By Noble Pearson
Over the past several years, Virginia has expanded early voting in the state with new legislation. In April 2020, former Governor Ralph Northam signed HB1/SB111 into law, which allows any registered voter to vote up to forty-five days prior to an election by absentee ballot in any election in which that person is qualified to vote with no excuse required. On that same day, Northam also signed HB238/SB455, which allows absentee ballots to be counted if they are postmarked on or before the day of an election and are received by the general registrar by noon on the third day after the election. The next year, in March of 2021, Northam signed HB1968 into law, which permits local election boards to offer absentee voting in person on Sundays during the early voting period leading up to an election. Before these changes, voting by absentee ballot had been restricted to voters meeting specific requirements, such as being an out-of-area student or a member of the armed forces residing temporarily out-of-state. The 2020 and 2021 changes thus expanded access for Virginia voters regarding early voting, particularly in response to the Covid-19 pandemic.

▶ DATA EXTRACTS
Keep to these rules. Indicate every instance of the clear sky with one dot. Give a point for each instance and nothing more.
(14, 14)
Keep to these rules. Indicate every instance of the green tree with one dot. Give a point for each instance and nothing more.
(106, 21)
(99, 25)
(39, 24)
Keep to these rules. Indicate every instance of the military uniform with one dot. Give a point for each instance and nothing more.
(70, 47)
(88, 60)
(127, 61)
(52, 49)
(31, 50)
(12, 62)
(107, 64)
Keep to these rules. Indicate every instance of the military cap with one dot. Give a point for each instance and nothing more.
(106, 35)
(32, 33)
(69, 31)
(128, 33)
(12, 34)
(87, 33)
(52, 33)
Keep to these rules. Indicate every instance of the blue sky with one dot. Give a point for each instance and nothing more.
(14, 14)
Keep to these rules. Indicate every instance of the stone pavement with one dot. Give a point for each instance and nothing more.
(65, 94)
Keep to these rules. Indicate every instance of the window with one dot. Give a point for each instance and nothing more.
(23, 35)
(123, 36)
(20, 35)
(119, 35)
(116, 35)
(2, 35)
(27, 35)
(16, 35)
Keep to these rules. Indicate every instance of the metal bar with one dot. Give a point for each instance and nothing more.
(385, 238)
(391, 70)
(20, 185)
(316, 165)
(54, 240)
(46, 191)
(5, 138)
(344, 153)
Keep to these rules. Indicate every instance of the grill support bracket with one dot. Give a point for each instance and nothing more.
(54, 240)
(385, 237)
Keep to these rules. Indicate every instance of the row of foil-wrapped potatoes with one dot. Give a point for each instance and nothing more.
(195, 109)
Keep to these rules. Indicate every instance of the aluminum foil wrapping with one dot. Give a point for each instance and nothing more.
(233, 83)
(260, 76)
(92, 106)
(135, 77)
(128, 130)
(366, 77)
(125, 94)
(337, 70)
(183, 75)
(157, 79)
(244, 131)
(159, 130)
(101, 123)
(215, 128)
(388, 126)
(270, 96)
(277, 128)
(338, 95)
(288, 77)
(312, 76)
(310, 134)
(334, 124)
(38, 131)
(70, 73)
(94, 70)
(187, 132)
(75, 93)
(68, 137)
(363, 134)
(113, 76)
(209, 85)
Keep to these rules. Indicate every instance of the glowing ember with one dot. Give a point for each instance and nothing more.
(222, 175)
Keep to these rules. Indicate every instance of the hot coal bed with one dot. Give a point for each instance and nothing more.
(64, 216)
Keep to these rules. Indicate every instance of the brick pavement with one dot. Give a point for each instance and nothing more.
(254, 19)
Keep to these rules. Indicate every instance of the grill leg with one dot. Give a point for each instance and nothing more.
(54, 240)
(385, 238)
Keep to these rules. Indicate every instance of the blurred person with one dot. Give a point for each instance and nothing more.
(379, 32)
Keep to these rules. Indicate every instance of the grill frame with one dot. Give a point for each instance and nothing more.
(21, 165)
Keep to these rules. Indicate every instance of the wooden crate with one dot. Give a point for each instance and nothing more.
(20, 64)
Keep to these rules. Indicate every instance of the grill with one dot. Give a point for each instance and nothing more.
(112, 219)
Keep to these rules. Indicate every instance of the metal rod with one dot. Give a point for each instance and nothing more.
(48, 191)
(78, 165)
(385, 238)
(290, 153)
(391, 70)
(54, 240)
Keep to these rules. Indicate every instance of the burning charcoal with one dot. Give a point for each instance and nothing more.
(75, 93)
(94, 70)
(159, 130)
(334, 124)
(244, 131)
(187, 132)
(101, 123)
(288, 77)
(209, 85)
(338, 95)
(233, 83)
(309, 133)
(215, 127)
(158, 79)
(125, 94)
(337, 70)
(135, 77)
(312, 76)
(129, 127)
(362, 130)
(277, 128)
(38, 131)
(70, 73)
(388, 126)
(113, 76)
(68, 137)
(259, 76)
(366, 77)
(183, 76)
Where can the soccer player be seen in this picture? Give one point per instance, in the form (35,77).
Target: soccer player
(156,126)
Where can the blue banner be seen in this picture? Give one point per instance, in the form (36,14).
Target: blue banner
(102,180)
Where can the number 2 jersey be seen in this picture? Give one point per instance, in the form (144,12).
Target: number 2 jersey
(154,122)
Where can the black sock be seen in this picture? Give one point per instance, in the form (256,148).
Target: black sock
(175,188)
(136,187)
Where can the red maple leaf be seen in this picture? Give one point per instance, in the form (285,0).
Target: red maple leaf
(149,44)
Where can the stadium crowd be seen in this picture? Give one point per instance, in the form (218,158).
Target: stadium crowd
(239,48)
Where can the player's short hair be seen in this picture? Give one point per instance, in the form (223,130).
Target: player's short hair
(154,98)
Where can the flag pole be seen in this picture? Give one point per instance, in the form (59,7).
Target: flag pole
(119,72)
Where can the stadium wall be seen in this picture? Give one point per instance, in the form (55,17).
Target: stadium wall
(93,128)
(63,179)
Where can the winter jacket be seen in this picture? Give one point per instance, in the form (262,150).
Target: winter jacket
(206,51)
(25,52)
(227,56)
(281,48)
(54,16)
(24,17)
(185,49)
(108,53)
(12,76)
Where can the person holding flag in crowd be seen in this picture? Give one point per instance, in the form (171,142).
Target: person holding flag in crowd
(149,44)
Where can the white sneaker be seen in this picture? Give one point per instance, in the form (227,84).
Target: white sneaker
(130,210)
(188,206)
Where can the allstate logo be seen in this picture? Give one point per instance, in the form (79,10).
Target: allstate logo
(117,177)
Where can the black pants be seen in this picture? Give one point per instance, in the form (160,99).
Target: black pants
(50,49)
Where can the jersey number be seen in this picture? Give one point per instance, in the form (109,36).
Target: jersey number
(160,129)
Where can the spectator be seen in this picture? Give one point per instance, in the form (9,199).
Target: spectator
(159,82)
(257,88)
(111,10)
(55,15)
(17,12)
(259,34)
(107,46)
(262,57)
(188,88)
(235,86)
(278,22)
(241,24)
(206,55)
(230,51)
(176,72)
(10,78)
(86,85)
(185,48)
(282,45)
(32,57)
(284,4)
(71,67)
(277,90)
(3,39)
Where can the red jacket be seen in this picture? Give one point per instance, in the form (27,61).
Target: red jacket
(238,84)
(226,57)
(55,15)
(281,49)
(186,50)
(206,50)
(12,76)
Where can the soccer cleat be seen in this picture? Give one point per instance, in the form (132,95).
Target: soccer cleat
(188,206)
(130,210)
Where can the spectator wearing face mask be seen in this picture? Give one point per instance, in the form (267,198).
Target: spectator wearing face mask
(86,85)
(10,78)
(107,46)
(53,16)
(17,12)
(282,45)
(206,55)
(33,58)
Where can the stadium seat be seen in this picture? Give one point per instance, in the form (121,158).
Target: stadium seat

▶ WHAT TO WORK ON
Extend the passage on early voting in Virginia, beginning after its final sentence. The rows have no connection to the passage on early voting in Virginia.

▶ RESPONSE AREA
Since the passage of these new laws expanding early voting, Virginia has held two elections with extremely high turnout in 2020 and 2021. 2020 saw a contentious presidential election, and 2021 included statewide contests for Governor, Lieutenant Governor, and General Assembly seats. We are now approaching the first midterm election since the new laws referenced above have been passed. There are no state elections on the ballot this time, and only a handful of competitive races for U.S. Congress, but turnout is still expected to be high. Some are suggesting that deep political divisions in the state concerning topics such as the economy, abortion, and Donald Trump will motivate increased voter participation in this election, especially early participation.
While, at the time of writing, we are still two weeks away from election day itself, high numbers of early voters are making news around the Commonwealth. In the 2018 midterm election, the last midterm election before the new laws went into effect, the grand total of early voters was around 345,000. As of October 19, 2022, more than 302,000 votershad already voted early, with nearly three weeks remaining. Suffolk General Registrar Burdette Lawrence claims that Suffolk has received near-presidential race levels of early votes. Reports from around the state, including Roanoke, Richmond, and Prince William County, indicate that early voting is taking place at significant levels. With increased access and strong political motivation, the popularity of early voting and voting by mail seem to be rising.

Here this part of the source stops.